**EXERCISE REQUIREMENTS**
Repeat exactly the lines from the one containing "door panel and give integer pixel coordinates." through the last line of the records below, both included, and nothing else.
===== DATASET EXTRACT =====
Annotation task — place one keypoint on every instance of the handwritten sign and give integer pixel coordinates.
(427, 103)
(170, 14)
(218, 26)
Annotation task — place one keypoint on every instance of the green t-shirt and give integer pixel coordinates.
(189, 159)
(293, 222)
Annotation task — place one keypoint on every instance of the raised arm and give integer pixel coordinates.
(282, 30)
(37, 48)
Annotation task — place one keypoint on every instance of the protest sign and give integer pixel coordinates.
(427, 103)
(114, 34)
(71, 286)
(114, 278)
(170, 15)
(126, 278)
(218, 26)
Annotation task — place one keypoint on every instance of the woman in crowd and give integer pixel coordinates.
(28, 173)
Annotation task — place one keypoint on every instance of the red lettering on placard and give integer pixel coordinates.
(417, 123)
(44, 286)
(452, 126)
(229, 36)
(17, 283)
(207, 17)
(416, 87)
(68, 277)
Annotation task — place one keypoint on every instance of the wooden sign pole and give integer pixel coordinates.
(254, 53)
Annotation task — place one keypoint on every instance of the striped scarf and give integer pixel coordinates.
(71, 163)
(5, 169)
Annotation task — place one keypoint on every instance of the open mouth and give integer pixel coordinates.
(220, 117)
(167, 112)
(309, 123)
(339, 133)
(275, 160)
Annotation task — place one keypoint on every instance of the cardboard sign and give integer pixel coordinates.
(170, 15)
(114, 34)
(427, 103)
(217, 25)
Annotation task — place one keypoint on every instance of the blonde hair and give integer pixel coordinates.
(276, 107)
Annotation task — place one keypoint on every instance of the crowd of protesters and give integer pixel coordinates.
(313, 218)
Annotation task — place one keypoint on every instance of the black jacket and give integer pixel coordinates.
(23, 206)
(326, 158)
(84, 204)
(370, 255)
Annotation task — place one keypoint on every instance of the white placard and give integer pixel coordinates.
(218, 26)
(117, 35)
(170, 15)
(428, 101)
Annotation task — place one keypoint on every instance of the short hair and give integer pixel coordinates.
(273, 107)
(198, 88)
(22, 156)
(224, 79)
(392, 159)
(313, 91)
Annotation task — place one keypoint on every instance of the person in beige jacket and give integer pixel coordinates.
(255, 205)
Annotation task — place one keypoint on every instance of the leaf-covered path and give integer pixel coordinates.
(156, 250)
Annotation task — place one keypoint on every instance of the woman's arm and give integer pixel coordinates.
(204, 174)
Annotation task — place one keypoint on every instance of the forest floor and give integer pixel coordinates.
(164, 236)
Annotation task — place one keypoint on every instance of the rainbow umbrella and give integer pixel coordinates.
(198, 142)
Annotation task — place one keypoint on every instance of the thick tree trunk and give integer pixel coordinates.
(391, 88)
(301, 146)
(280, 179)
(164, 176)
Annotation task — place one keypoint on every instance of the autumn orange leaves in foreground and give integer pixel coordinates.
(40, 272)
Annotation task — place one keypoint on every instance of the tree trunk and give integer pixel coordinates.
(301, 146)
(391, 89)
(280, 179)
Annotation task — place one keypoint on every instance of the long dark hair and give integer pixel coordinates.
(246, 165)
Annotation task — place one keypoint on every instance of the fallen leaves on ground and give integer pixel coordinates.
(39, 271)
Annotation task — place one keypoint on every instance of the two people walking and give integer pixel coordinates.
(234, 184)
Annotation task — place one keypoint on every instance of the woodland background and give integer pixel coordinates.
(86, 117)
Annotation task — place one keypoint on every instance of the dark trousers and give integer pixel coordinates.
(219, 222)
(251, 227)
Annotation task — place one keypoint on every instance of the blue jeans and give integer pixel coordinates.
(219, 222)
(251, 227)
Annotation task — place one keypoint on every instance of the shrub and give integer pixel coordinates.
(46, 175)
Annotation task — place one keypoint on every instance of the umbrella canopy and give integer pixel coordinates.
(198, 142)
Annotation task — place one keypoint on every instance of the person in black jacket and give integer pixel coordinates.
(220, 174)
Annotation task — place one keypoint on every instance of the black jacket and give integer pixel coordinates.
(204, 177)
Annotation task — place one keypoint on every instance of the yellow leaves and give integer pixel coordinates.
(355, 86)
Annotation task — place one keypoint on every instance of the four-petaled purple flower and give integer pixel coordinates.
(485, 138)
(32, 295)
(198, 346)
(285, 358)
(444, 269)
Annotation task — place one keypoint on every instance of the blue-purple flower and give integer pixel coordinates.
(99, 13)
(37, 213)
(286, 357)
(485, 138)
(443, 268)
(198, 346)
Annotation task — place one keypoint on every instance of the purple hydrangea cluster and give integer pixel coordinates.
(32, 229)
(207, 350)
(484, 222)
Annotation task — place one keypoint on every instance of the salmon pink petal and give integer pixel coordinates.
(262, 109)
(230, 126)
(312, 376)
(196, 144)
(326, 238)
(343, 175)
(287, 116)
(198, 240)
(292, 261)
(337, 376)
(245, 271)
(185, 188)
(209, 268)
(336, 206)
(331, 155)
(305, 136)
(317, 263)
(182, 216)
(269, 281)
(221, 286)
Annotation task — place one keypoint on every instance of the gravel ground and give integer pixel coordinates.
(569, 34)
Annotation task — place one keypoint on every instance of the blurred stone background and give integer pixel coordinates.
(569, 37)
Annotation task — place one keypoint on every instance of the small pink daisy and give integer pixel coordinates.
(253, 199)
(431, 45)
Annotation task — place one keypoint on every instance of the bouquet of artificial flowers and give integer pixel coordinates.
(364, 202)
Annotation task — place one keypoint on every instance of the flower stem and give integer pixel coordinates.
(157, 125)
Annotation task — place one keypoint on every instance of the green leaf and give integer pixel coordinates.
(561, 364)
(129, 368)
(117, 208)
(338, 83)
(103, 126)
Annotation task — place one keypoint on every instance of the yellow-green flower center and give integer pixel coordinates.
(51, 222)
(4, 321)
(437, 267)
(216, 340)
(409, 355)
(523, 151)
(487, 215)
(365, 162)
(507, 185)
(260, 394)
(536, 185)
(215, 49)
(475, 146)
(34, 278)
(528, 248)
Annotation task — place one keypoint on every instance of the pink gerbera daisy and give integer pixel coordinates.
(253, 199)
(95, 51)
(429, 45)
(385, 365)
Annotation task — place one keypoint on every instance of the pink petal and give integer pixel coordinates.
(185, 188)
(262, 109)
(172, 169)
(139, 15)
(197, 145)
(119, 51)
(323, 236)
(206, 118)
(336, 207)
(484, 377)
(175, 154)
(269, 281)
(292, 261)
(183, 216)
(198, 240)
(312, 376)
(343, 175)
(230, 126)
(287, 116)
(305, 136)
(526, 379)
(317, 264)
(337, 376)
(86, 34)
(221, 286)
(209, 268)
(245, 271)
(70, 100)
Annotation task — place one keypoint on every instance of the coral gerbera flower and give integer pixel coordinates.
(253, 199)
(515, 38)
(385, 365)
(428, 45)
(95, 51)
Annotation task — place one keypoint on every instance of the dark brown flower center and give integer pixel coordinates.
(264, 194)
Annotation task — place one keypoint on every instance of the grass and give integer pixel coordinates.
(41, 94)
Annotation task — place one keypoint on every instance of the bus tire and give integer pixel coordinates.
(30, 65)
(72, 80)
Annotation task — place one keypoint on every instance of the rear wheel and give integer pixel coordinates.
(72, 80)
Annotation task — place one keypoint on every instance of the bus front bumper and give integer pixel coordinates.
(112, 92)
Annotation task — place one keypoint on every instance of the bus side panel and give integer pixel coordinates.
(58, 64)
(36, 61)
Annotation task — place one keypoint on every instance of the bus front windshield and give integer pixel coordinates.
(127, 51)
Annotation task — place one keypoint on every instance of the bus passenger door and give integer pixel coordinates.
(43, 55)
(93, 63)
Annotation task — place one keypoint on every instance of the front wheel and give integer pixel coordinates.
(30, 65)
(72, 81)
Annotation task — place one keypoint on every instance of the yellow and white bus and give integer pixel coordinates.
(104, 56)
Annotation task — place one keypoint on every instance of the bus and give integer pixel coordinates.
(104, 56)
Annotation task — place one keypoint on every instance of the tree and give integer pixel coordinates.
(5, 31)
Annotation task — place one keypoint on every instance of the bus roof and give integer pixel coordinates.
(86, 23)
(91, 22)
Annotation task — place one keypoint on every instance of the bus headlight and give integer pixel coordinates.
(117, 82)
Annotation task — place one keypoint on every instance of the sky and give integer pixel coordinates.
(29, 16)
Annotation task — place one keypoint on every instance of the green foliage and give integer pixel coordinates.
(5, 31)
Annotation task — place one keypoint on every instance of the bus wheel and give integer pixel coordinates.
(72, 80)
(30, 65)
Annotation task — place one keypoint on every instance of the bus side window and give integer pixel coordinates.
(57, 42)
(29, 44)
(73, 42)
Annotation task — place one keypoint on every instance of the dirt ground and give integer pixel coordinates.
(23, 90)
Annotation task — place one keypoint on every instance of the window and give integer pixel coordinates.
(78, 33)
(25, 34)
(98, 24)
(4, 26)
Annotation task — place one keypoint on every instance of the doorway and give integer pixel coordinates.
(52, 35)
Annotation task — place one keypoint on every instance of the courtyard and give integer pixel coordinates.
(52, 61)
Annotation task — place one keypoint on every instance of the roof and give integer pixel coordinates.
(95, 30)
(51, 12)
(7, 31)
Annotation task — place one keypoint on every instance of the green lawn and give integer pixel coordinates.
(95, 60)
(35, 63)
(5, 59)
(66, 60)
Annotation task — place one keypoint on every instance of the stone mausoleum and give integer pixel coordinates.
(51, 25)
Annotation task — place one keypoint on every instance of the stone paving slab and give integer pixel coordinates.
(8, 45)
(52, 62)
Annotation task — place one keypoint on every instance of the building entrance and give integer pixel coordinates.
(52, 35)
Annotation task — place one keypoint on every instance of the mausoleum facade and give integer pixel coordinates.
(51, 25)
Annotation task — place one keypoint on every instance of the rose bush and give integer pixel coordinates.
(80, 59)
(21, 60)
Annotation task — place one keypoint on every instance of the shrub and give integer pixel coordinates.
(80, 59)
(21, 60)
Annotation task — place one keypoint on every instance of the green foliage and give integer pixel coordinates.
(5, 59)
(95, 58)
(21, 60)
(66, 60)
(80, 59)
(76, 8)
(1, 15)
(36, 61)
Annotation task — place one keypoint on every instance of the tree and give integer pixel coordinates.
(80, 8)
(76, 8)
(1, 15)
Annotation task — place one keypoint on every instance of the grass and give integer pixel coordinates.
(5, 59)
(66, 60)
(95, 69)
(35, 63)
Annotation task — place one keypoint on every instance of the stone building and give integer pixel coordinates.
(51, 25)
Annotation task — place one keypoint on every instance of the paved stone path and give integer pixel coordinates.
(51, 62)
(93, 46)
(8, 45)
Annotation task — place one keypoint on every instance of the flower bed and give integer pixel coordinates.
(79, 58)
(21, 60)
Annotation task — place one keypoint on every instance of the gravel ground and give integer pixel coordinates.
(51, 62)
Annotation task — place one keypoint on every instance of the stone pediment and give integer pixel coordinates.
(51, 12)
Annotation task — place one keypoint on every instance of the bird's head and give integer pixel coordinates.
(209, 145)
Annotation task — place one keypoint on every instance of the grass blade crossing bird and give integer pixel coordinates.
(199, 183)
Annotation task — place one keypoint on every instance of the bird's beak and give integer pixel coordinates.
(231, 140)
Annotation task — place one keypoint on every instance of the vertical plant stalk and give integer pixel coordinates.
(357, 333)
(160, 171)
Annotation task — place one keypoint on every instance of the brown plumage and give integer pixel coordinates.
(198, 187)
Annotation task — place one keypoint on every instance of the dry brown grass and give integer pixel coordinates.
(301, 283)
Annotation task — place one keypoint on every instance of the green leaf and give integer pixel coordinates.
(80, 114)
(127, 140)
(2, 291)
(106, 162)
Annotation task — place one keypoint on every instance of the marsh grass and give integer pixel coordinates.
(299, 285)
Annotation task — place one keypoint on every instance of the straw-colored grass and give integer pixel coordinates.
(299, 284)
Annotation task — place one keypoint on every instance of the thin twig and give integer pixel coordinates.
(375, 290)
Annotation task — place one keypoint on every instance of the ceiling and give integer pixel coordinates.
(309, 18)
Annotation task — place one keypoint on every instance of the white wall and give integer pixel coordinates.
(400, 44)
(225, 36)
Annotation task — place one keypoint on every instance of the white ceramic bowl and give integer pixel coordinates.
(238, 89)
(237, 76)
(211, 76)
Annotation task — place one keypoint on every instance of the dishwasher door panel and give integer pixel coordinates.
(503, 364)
=====
**ANSWER BOX**
Annotation task — place one keypoint on every instance of the dishwasher door panel and give integer pixel coordinates.
(503, 364)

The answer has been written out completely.